Data items:
☆ ☆ ☆
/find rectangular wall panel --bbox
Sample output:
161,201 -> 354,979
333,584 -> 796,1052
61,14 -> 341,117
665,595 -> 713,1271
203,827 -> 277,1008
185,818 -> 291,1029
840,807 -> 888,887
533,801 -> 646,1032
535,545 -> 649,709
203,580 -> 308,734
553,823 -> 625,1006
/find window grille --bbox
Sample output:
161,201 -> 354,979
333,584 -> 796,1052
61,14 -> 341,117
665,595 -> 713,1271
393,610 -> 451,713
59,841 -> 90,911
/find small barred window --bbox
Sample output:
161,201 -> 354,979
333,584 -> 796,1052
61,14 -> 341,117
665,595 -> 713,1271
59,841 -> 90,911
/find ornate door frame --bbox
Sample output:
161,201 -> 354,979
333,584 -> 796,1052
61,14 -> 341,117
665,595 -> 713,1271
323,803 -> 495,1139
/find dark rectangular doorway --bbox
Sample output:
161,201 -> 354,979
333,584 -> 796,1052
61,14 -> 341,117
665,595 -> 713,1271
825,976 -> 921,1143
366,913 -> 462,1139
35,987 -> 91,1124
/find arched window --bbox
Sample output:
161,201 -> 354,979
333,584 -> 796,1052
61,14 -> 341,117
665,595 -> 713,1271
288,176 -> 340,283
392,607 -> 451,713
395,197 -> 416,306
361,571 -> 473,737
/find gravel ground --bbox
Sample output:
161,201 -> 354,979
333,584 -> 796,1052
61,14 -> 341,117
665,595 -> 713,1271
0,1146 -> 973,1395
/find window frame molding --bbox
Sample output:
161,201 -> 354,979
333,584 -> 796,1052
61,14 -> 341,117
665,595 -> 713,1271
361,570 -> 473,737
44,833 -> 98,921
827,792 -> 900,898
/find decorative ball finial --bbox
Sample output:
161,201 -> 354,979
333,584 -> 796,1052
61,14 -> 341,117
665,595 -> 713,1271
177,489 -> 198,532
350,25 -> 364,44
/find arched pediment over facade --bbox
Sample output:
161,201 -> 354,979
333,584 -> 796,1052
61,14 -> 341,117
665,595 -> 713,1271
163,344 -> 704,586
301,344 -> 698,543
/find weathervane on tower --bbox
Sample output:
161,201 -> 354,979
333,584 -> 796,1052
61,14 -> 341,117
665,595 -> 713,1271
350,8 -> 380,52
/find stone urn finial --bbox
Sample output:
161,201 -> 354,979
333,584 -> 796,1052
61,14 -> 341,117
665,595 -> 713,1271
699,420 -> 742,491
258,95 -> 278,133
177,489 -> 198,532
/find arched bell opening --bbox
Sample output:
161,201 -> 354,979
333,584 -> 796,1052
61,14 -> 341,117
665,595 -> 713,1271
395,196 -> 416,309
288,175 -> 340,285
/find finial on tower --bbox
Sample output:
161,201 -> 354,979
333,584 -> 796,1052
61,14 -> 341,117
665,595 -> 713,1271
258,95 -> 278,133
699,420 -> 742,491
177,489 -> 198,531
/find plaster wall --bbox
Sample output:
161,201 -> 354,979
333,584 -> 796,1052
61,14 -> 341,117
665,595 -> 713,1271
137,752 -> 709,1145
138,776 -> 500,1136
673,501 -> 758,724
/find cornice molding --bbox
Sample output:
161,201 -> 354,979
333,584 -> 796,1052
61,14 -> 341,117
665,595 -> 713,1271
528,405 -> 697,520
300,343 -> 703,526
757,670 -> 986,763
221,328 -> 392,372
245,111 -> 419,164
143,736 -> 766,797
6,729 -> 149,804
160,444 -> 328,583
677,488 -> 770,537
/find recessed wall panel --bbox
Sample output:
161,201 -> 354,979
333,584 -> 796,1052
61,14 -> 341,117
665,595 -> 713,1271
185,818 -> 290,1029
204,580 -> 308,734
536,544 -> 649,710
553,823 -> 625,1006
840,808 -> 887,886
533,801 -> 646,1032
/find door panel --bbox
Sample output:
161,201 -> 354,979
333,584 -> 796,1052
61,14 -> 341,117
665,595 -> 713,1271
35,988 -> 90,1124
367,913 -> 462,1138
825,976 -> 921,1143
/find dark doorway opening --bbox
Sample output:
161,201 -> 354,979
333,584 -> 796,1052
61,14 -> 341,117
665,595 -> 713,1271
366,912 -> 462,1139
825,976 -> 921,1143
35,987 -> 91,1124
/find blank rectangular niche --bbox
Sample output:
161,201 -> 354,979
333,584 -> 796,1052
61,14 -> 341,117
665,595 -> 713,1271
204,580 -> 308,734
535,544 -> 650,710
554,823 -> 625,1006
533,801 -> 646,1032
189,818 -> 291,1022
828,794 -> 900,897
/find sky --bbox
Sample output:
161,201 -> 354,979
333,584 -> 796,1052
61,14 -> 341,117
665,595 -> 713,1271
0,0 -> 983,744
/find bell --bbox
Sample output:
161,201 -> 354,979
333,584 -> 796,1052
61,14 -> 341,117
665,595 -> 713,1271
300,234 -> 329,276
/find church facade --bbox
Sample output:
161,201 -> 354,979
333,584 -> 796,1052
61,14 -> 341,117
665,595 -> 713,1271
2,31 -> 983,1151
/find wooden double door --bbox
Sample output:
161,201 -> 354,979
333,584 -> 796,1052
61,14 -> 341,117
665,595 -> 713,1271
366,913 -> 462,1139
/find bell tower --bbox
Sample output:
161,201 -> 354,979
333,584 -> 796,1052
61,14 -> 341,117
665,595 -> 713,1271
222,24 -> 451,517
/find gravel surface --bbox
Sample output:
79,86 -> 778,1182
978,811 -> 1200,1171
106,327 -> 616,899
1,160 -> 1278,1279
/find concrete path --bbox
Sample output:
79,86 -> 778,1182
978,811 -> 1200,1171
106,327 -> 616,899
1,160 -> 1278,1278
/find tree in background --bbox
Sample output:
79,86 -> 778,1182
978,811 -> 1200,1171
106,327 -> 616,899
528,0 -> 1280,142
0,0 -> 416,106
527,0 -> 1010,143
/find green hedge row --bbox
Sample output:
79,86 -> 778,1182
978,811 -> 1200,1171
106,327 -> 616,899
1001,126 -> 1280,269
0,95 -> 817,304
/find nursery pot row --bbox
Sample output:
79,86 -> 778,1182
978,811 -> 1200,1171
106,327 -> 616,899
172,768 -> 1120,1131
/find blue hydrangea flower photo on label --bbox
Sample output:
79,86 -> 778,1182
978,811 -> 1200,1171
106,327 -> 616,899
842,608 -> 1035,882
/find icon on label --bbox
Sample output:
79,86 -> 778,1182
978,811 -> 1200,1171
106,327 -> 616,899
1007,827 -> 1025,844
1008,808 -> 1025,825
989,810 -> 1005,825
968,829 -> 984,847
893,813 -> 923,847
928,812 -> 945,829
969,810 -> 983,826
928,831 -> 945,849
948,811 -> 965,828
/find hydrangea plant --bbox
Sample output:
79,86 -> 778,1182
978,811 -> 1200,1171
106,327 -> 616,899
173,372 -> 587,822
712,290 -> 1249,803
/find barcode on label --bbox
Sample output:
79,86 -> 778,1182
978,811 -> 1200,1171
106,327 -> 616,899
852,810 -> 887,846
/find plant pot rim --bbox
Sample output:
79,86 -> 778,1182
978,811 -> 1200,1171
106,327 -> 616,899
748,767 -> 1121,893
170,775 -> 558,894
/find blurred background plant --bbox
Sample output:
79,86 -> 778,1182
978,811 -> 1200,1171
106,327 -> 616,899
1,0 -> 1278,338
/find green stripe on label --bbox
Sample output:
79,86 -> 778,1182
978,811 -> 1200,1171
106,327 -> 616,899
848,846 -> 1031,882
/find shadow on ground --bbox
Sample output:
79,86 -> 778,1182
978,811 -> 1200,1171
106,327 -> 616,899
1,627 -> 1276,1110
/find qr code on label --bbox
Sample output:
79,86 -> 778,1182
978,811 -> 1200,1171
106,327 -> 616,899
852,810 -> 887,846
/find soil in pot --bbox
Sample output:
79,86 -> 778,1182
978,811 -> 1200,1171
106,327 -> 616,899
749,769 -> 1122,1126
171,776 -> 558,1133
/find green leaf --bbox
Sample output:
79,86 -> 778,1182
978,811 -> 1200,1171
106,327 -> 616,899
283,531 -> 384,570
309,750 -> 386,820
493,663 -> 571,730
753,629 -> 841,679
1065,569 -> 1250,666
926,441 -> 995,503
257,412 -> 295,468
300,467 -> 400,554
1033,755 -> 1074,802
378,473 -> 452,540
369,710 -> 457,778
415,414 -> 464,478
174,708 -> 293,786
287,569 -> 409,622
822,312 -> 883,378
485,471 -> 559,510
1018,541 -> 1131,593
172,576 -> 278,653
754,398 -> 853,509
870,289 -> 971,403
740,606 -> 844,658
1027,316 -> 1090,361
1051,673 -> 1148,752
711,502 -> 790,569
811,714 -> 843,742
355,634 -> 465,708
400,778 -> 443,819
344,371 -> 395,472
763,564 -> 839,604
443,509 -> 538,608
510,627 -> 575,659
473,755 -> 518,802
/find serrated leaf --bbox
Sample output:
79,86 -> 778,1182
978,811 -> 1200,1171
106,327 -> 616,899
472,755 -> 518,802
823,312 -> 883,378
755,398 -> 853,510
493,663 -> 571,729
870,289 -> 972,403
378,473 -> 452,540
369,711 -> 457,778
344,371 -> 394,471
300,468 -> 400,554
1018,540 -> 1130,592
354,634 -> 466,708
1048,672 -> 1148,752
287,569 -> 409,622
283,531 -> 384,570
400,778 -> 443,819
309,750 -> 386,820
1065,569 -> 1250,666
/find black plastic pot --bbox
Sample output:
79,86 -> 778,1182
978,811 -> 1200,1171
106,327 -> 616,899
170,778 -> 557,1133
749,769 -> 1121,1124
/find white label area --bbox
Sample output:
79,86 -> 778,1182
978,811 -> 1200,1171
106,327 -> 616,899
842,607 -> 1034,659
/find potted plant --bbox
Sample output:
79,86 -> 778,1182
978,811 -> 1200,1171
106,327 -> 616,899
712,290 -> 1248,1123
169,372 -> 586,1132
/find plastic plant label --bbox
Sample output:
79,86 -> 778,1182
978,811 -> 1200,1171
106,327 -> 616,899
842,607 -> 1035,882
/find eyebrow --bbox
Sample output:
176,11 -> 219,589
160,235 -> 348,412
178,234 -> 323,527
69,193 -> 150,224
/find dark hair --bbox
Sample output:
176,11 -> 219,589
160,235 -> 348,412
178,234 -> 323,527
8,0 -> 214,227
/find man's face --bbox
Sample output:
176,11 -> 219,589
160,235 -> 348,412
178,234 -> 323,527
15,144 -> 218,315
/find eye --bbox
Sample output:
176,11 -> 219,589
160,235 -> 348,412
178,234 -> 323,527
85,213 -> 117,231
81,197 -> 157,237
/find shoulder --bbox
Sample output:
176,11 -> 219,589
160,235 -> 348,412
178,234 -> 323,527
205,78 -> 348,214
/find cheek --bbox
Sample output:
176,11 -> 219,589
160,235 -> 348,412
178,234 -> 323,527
☆ ☆ ☆
DIRECTIONS FOR THIS TASK:
Write out every line of the data that holds the word "window".

OUTPUT OF THE TASK:
/find window grille --bbox
/find small barred window --bbox
/find arched window --bbox
/find window frame molding --bbox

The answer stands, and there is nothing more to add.